Exercices à traiter
1/ Recopiez, dans le texte de jurisprudence sociale, tout le passage qui va de "Expertise du CHSCT, prévention" jusqu'à "2022, n° 20-21.318).".
2/ Rédigez la suite du texte de jurisprudence sociale sur les représentants du personnel et les syndicats, à partir de sa dernière phrase.

IRP, FONCTIONNEMENT, PÉRIMETRE
Réunions des représentants du personnel, temps de trajet : le représentant syndical au comité d’entreprise ne devant subir aucune perte de rémunération en raison de l’exercice de son mandat, le temps de trajet, pris en dehors de l’horaire normal de travail et effectué en exécution des fonctions représentatives, doit être rémunéré comme du temps de travail effectif pour la part excédant le temps normal de déplacement entre le domicile et le lieu de travail. Ayant constaté que le salarié, en exécution de ses fonctions de délégué syndical, s’était rendu aux réunions du comité central d’entreprise dans la région parisienne, organisées à l’initiative de l’employeur, en a déduit à bon droit que le salarié était fondé à réclamer la rémunération de son temps de trajet effectué pendant et hors l’horaire normal de travail, pour la part excédant le temps normal de déplacement entre le domicile et le lieu de travail, et a souverainement évalué le rappel de salaire dû à ce titre. Cette solution est transposable au CSE (Cass. soc., 21 avril 2022, n° 20-17.038).
Expertise du CHSCT, prévention contre les risques d’exposition au coronavirus : dès lors que, tenue de prévenir autant que possible l’exposition de ses agents au virus SARS-Cov-2 à l’origine de la maladie Covid-19 en considération des modes de transmission faisant l’objet d’un consensus sur le territoire français, la société La Poste avait rendu le port du masque obligatoire et avait pris des mesures de désinfection, d’information et d’organisation de nature à assurer les conditions de distanciation sociale et d’hygiène conformes aux recommandations du gouvernement, le tribunal judiciaire a pu décider qu’elle avait pris des mesures de prévention adaptées et que l’existence d’un risque grave justifiant le recours à une expertise par le CHSCT n’était pas caractérisée (Cass. Soc. 21 avril 2022, n° 20-21.318).
SYNDICATS
Action du syndicat, recevabilité, non-respect d’un accord de branche : la violation par un employeur des dispositions d’un accord de branche cause nécessairement un préjudice à l’intérêt collectif de la profession qui rend recevable la demande de dommages et intérêts formulées par un syndicat. En l’espèce, le syndicat s’était joint à l’action d’une salariée demandant des rappels de salaire pour non-respect des minima conventionnels prévus par une convention collective (Cass, soc, 20 janvier 2021, n°19-16283).

Extraits de données
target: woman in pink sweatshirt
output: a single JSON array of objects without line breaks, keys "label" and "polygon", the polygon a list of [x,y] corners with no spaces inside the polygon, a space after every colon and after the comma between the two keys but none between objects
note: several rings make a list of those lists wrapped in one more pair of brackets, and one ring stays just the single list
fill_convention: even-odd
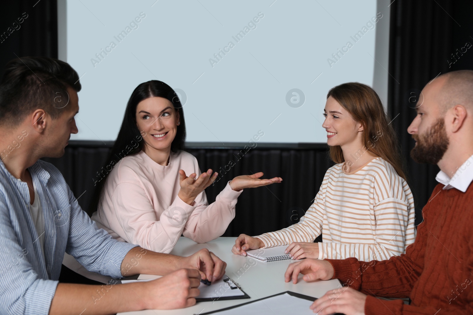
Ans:
[{"label": "woman in pink sweatshirt", "polygon": [[218,174],[201,174],[197,159],[180,150],[185,123],[176,95],[158,80],[135,89],[91,204],[92,220],[114,238],[160,253],[181,234],[198,243],[216,238],[235,217],[242,189],[282,180],[237,176],[209,205],[204,189]]}]

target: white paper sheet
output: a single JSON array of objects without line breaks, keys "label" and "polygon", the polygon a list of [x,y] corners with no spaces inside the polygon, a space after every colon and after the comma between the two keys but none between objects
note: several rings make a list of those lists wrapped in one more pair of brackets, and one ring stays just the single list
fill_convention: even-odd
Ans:
[{"label": "white paper sheet", "polygon": [[[154,279],[122,280],[122,283],[145,282],[153,280]],[[201,293],[196,298],[217,299],[222,297],[237,297],[245,295],[245,293],[237,287],[226,274],[219,280],[212,282],[210,285],[207,285],[201,282],[200,285],[199,286],[199,289]]]},{"label": "white paper sheet", "polygon": [[[315,298],[314,298],[315,299]],[[219,315],[286,315],[307,314],[314,315],[309,308],[312,301],[293,297],[287,293],[265,298],[261,301],[213,313]]]}]

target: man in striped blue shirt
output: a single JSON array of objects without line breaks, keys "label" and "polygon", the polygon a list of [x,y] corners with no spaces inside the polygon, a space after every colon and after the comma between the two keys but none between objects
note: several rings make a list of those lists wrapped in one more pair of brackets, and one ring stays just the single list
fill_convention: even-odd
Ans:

Réponses par exercice
1/
Expertise du CHSCT, prévention contre les risques d’exposition au coronavirus : dès lors que, tenue de prévenir autant que possible l’exposition de ses agents au virus SARS-Cov-2 à l’origine de la maladie Covid-19 en considération des modes de transmission faisant l’objet d’un consensus sur le territoire français, la société La Poste avait rendu le port du masque obligatoire et avait pris des mesures de désinfection, d’information et d’organisation de nature à assurer les conditions de distanciation sociale et d’hygiène conformes aux recommandations du gouvernement, le tribunal judiciaire a pu décider qu’elle avait pris des mesures de prévention adaptées et que l’existence d’un risque grave justifiant le recours à une expertise par le CHSCT n’était pas caractérisée (Cass. Soc. 21 avril 2022, n° 20-21.318).

2/
Négociation collective, fusion de branche : lorsque les partenaires sociaux décident, en vertu du principe de la liberté contractuelle, de procéder à la fusion de plusieurs branches professionnelles existantes, doivent être invitées à cette négociation, en application du principe de concordance, toutes les organisations syndicales représentatives dans une ou plusieurs des branches professionnelles préexistantes à la fusion (Cass. soc., 21 avril 2022, n° 20-18.799).
Critère de transparence financière, preuve de la véracité des comptes : Tout syndicat doit, pour pouvoir exercer des prérogatives dans l’entreprise, satisfaire au critère de transparence financière. Les documents comptables dont la loi impose la confection et la publication ne constituent que des éléments de preuve de la transparence financière, leur défaut pouvant dès lors être suppléé par d’autres documents produits par le syndicat et que le juge doit examiner. Une cour d’appel ne saurait dire que le syndicat justifie de sa transparence financière alors qu’il résultait de ses constatations qu’il n’avait présenté aux débats qu’un compte de résultat publié sur son site, sans présenter ni bilan ni annexe simplifiée, ni aucun autre document permettant d’établir la véracité des comptes (Cass. Soc. 6 avril 2022, n° 20-20.423).